Horizontal crack at the first or second course of brick above a window or door head — this is the lintel pushing upward through the mortar bed joint as the steel expands.

Brick displacement — individual bricks in the courses above the opening shift outward or begin to step-crack as the expanding lintel forces them apart.

Rust staining on the brick face — orange or brown streaks running down the wall from the joint level where the lintel bears, particularly visible on lighter brick.

Accelerated joint erosion above openings — mortar at and just above lintel level deteriorates faster than adjacent joints because expanding rust is actively destroying the mortar bond.

A building with one actively failing lintel almost always has others at earlier stages of the same process. When we're called to assess one lintel, we evaluate every opening.


The Lintel Replacement Process

Temporary Shoring

Before any lintel work begins, temporary shoring is installed to carry the brick load above the opening while the old lintel is removed. This typically involves timber or steel beams spanning the opening and bearing on the wall on each side. No lintel work should proceed without proper shoring — this is the step that prevents the courses above from dropping.
__________
(WRITTEN PROBLEM A): Repeat the entries word for word, beginning at their first line and stopping after the line that contains "x=212 y=151".
The lintel passage and the entries come from unrelated sources.

(Point-labeling entries):
__________
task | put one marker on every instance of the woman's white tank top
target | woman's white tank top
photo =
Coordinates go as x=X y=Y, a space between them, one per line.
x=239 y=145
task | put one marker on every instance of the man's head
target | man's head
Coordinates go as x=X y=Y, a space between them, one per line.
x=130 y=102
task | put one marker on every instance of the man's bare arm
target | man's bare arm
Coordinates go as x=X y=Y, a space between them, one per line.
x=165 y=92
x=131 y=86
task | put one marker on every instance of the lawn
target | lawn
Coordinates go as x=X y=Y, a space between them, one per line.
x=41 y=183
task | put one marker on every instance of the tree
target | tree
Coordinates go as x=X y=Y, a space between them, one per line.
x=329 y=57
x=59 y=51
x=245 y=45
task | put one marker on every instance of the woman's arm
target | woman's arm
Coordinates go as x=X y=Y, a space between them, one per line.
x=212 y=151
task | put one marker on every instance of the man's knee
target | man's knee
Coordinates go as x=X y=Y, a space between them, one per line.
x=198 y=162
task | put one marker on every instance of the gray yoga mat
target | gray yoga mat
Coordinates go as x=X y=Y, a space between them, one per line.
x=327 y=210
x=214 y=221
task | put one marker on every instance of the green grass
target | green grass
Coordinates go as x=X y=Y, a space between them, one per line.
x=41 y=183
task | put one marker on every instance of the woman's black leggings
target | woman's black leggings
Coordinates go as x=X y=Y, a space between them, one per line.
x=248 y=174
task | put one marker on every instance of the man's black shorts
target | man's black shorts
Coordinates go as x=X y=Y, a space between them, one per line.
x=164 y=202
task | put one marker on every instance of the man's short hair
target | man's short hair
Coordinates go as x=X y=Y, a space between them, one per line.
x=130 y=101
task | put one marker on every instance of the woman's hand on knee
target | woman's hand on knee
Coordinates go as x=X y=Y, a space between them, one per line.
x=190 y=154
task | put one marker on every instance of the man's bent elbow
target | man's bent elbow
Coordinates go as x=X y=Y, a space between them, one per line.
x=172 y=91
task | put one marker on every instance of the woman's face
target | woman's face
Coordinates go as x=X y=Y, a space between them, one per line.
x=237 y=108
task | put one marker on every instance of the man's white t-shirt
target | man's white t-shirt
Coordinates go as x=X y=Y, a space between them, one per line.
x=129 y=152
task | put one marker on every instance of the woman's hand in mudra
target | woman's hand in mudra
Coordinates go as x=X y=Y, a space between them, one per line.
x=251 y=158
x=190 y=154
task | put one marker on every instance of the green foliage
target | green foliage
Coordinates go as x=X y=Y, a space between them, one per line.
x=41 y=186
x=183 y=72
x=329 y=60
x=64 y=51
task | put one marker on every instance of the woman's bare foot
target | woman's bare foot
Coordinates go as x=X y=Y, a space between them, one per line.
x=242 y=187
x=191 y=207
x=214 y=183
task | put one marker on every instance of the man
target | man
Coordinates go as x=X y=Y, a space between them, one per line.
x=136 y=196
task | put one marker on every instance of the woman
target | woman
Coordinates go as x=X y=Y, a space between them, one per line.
__________
(WRITTEN PROBLEM B): According to the lintel passage, what is installed before any lintel work begins?

(WRITTEN RESPONSE A):
task | put one marker on every instance of the woman's white tank top
target | woman's white tank top
photo =
Coordinates go as x=X y=Y, a space between them, one per line.
x=239 y=145
task | put one marker on every instance of the man's head
target | man's head
Coordinates go as x=X y=Y, a space between them, one per line.
x=130 y=102
task | put one marker on every instance of the man's bare arm
target | man's bare arm
Coordinates go as x=X y=Y, a space between them, one per line.
x=165 y=92
x=131 y=86
task | put one marker on every instance of the lawn
target | lawn
Coordinates go as x=X y=Y, a space between them, one per line.
x=41 y=183
task | put one marker on every instance of the tree
target | tree
Coordinates go as x=X y=Y, a space between them, one per line.
x=329 y=57
x=59 y=51
x=245 y=45
task | put one marker on every instance of the woman's arm
target | woman's arm
Coordinates go as x=X y=Y, a space between them, one per line.
x=212 y=151

(WRITTEN RESPONSE B): Temporary shoring, which carries the brick load above the opening while the old lintel is removed.